■ **DOCUMENT EXTRACT**
_ _ _ _ _

The Left Front, which included the French Communist Party, chose Charlotte Balavoine, with Patrick Cavaglieri as her deputy (suppléant). Balavoine was a member of the Communist Party.

The Democratic Movement chose Tanguy Le Breton, with Raphael Lederer as his deputy.

The National Front chose Sophie Duval. Martine Masse was her deputy.

The Radical Party of the Left chose Nadia Bourahla, with Philippe Loopuyt as her deputy.

The Christian Democratic Party (an associate party of the UMP) chose Stéphane Buffetaut, with Isabelle Soibinet as his deputy. Buffetaut was also endorsed by the National Centre of Independents and Peasants.

The Pirate Party chose Pablo Martin, with Alix Guillard as his deputy.

Solidarity and Progress, the French branch of the LaRouche movement, was represented by Guillaume Dubost, a 32-year-old electrical engineer and long-term resident of Brussels. He was a presiding member of Agora Erasmus, the Benelux branch of the LaRouche movement. Romain Drouillon was his deputy.

_ _ _ _ _

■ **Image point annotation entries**
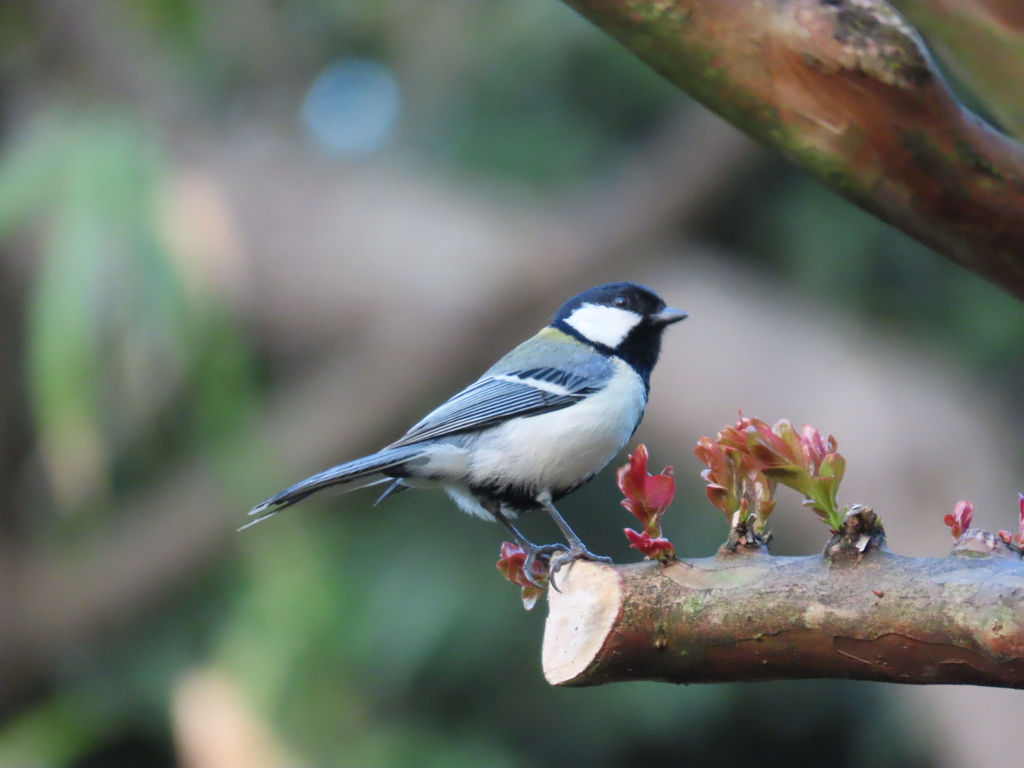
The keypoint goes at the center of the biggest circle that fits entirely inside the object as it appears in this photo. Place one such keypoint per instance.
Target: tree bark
(982, 41)
(754, 616)
(847, 90)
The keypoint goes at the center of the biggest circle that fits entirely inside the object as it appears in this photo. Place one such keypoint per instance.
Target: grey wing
(497, 398)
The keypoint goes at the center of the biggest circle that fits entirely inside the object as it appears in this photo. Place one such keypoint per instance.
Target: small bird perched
(539, 424)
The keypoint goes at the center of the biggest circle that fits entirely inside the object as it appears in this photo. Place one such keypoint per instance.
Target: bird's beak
(669, 315)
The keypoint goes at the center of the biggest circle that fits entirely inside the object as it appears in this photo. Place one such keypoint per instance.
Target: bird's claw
(543, 551)
(569, 556)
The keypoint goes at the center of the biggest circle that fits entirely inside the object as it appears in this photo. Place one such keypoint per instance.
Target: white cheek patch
(603, 325)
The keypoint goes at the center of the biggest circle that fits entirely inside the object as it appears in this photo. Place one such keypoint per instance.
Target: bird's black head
(621, 318)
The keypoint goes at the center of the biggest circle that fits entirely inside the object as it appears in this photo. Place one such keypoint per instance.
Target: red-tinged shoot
(960, 520)
(646, 498)
(1016, 540)
(511, 565)
(735, 484)
(804, 461)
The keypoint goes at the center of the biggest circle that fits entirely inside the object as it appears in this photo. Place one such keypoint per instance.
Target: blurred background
(241, 242)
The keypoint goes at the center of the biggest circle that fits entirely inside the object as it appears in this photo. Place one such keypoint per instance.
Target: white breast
(557, 450)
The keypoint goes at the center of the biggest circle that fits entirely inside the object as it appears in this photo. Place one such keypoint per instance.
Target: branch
(847, 90)
(983, 42)
(755, 616)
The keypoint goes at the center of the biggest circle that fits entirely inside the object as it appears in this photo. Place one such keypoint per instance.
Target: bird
(537, 425)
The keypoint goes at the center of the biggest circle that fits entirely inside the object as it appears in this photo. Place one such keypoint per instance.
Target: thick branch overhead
(847, 90)
(754, 616)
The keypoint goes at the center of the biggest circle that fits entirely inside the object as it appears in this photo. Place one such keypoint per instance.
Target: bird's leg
(532, 550)
(576, 551)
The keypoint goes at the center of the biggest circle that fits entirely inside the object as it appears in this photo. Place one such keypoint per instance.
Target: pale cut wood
(871, 615)
(581, 617)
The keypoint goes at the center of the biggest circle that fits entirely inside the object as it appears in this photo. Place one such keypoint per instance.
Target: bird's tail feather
(354, 474)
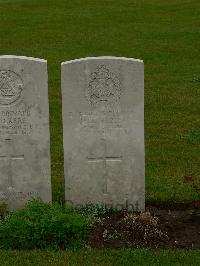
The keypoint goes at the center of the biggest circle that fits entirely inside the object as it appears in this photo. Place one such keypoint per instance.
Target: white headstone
(103, 128)
(24, 131)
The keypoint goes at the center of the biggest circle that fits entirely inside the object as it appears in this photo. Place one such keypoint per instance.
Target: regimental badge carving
(104, 87)
(11, 86)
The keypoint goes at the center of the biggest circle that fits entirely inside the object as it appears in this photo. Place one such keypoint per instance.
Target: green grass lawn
(165, 34)
(102, 257)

_ _ _ _ _

■ **TASK A**
In the text on party candidates, who was Tanguy Le Breton's deputy?
■ **TASK B**
Using the text on party candidates, decide whether each statement agrees with it: (i) Martine Masse was the deputy of the National Front's candidate. (ii) Guillaume Dubost was a 32-year-old electrical engineer. (iii) The Pirate Party chose Alix Guillard as its candidate. Give yes or no for each, quoting the deciding words.
■ **TASK C**
Extend the text on party candidates, picking up after its final sentence.

■ **TASK RESULT A**
Raphael Lederer

■ **TASK RESULT B**
(i) Yes: "Martine Masse was her deputy."
(ii) Yes: "a 32-year-old electrical engineer"
(iii) No: "The Pirate Party chose Pablo Martin, with Alix Guillard as his deputy."

■ **TASK RESULT C**
Dominique Paillé, a former spokesman for the Union for a Popular Movement, sought to be the candidate for that party. When he was not chosen, he stated that he would "definitely" be a candidate all the same, standing against Andréani if she did not desist. He eventually became the candidate of the centre-right Radical Party and the centrist Republican, Ecologist and Social Alliance. A resident of Brussels, he was a lawyer in Paris. His deputy (suppléante) was Anne Monseu Ducarme.

Virginie Taittinger stood as an independent right-wing candidate. Describing herself as close to the UMP, she presented herself as the "candidate of (Nicolas Sarkozy's) presidential majority", although she ran against the UMP-endorsed candidate. A resident of Brussels, she described herself officially as the candidate of the Union of the Centre and the Right of the French in Benelux. Gaël du Bouëtiez was her deputy.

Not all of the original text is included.